**Stored items**:
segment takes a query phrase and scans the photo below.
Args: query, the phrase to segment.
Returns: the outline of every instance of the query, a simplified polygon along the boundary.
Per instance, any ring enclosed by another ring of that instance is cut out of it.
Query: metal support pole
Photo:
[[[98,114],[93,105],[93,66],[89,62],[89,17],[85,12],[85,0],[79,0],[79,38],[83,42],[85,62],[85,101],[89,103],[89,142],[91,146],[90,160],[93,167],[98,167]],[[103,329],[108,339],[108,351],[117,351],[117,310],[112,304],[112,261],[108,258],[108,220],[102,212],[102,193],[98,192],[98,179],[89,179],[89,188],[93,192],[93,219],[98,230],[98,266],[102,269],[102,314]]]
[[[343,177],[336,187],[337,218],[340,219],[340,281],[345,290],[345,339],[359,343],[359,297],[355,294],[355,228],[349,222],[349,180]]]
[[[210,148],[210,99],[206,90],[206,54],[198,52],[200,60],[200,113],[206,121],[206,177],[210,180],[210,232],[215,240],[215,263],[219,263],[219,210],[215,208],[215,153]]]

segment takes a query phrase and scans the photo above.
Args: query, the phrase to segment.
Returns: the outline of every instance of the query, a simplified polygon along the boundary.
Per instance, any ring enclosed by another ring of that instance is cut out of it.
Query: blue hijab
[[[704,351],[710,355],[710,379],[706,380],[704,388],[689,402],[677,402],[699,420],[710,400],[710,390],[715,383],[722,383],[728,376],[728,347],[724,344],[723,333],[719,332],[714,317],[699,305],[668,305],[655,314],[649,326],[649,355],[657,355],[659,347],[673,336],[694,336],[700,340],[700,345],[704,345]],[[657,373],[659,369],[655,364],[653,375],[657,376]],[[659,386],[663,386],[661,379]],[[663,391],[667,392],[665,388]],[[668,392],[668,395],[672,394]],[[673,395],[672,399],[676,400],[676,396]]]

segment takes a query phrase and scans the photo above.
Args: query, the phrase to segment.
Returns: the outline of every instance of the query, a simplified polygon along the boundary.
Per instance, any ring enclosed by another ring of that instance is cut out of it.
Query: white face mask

**WORK TO DO**: Copy the entries above word for word.

**WRITTEN SOLUTION**:
segment takes a query phrase and scans the photo below.
Args: query, the phrase to segment.
Returns: the outline of every instance of the query, a simplified polygon along the boundary.
Per instance, any ring enclosed by another ring of that instance is cut out of it.
Query: metal support pole
Photo:
[[[98,114],[93,105],[93,66],[89,62],[89,17],[85,12],[85,0],[79,0],[79,38],[83,42],[85,62],[85,101],[89,103],[89,142],[91,146],[90,160],[93,167],[98,167]],[[103,329],[108,339],[108,351],[117,351],[117,310],[112,304],[112,261],[108,258],[108,220],[102,212],[102,193],[98,192],[98,179],[89,179],[89,188],[93,192],[93,219],[98,230],[98,266],[102,269],[102,314]]]
[[[343,177],[336,187],[337,218],[340,219],[340,281],[345,290],[345,339],[359,343],[359,297],[355,294],[355,228],[349,222],[349,180]]]
[[[210,148],[210,99],[206,90],[206,54],[198,52],[200,60],[200,113],[206,121],[206,177],[210,180],[210,232],[215,240],[215,263],[219,263],[219,210],[215,208],[215,153]]]

segment takes a query phrase and scans the photo above.
Args: query, the phrase to segment.
Returns: the outline of every instance of the query, a simplified polygon along the boundary.
Per instance, any ring enclosed by another ring of that instance is cut out of it.
Query: blue hijab
[[[704,351],[710,355],[710,379],[706,380],[704,388],[689,402],[677,402],[699,420],[710,400],[710,390],[715,383],[722,383],[728,376],[728,347],[724,344],[723,333],[719,332],[714,317],[699,305],[668,305],[655,314],[649,326],[649,355],[657,355],[659,347],[673,336],[694,336],[700,340],[700,345],[704,345]],[[657,373],[659,369],[655,364],[653,375],[657,376]],[[659,386],[663,386],[661,379]],[[663,391],[667,392],[665,388]],[[668,392],[668,395],[672,394]],[[673,395],[672,399],[676,400],[676,396]]]

segment takes a query phrase and scans the photo above.
Args: query, the phrase to segment.
Returns: the outline of every instance of the query, a simplified polygon along the boundary.
Per instance, any ring enclosed by another ring of that instance is cut out of it.
Query: white face mask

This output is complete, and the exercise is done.